→ **Problems to work on**
- 1) Using the forum thread about the P0300 code and cracked pistons, answer each question:
(a) Which earlier bulletin did TSB 18-NA-171 replace?
(b) Which code does jblackburn call the most common one with these engines?
(c) What model year is JosQuelqu1's car?
- 2) List every step in the dash-marked list in the P0300 forum thread that jblackburn gives for avoiding the problem.
- 3) Write the next part of the forum thread on the P0300 code and cracked pistons, starting right after its last post.

→ **Extract**

────

# About the P0300 code and cracked pistons issue



## JosQuelqu1 (Nov 8, 2021)

Hi,

I'm a bit concerned about this code. Is there a way to know if my car is at risk of having this problem?

In winter cold condition I (sometimes) have the check engine light going up with the P0300 code and stabilitrak message.

I have some BlueDriver reports and videos/photos of the car knocking and the stabilitrak message from 2019 but the car is not under warranty anymore.

Thank you

Edit:
TSB 18-NA-171 was already shared in the forum but here's the link. It replaced TSB PIP5490 :





18-NA-171 Chevrolet Technical Service Bulletin


18-NA-171 Chevrolet Technical Service Bulletin




www.tsbsearch.com


----------



## jblackburn (Apr 14, 2012)

If it happens only in winter, it's something else. Possibly an iced up intercooler choking off airflow.

P0301 is the most prevalent code with these, as they crack piston #1 85% of the time.

What year is the car in question?


----------



## JosQuelqu1 (Nov 8, 2021)

It's a 2017


----------



## jblackburn (Apr 14, 2012)

JosQuelqu1 said:


> It's a 2017


You can do like I do and try to do everything possible to avoid it:

-Run an oil with high LSPI protection.
-Have the updated ECM tune flashed to the car by a service dept.
-Run 91/93 octane.

You could also pull the plugs and do a compression test in its current state just for peace of mind.

────

→ **Raw records**
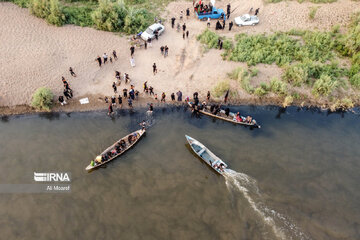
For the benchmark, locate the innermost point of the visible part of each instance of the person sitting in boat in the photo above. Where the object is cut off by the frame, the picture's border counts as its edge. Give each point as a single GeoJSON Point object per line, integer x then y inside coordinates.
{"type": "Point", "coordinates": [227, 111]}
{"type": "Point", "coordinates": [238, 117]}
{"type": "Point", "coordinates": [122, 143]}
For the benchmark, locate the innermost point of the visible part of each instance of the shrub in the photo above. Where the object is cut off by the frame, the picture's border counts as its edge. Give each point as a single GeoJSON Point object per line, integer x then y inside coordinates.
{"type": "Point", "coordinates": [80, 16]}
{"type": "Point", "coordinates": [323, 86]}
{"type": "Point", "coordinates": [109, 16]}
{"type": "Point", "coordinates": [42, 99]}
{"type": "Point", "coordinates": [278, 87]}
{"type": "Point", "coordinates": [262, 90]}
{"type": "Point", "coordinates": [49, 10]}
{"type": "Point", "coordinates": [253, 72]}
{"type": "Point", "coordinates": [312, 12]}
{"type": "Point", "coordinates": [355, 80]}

────

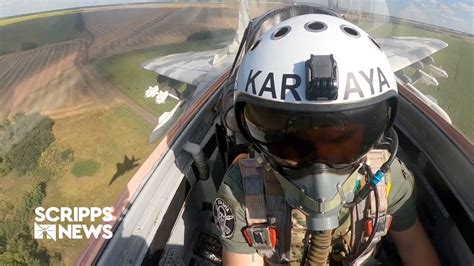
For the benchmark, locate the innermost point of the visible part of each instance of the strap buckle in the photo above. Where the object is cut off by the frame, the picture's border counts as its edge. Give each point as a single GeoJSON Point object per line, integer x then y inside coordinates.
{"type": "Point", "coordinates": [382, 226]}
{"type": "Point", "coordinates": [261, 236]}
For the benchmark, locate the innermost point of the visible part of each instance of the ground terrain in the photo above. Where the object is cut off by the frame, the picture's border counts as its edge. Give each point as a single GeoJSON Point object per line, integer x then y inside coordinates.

────

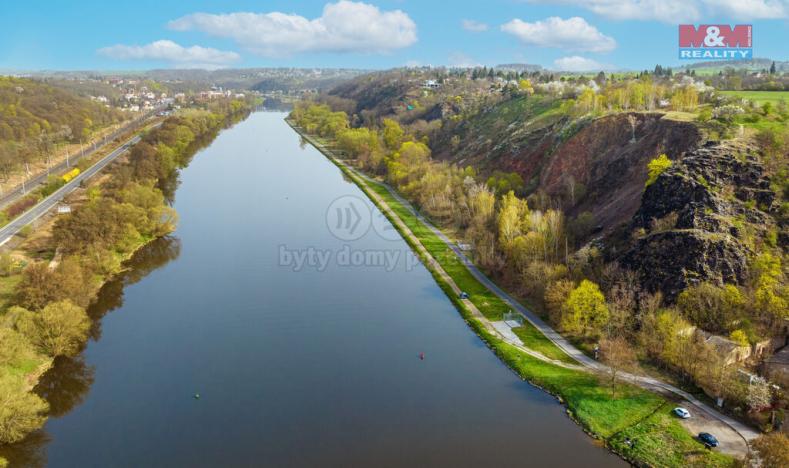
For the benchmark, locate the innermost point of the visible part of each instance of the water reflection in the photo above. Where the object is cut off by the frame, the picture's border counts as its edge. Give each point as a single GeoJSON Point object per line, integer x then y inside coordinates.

────

→ **Answer list**
- 1)
(a) TSB PIP5490
(b) P0301
(c) 2017

- 2)
- Run an oil with high LSPI protection.
- Have the updated ECM tune flashed to the car by a service dept.
- Run 91/93 octane.

- 3)
When/if you find the P0300 come back again, try to find out what causes it. Below freezing temps? Chilly, damp weather? Etc.

Sometimes if I'm cruising along on the highway in cool, rainy weather in the 40's, if I hit the gas to accelerate suddenly, the car will choke and fall completely on its face for a bit as if it was misfiring severely. I've never been able to get to the bottom of it, but I suspect it's moisture that collected in the intercooler suddenly blown through with higher turbo boost/RPM. The same thing that causes them to ice up in really cold temps on these cars, I guess.


----------



## JosQuelqu1 (Nov 8, 2021)

It happen only on very cold morning. Below -20 celcius. Only when I start the car. 

I always use Mobil1 oil and 91 octane.

Thank you for your time


----------



## snowwy66 (Nov 5, 2017)

Try using a different oil.


----------



## JosQuelqu1 (Nov 8, 2021)

What oil should I use?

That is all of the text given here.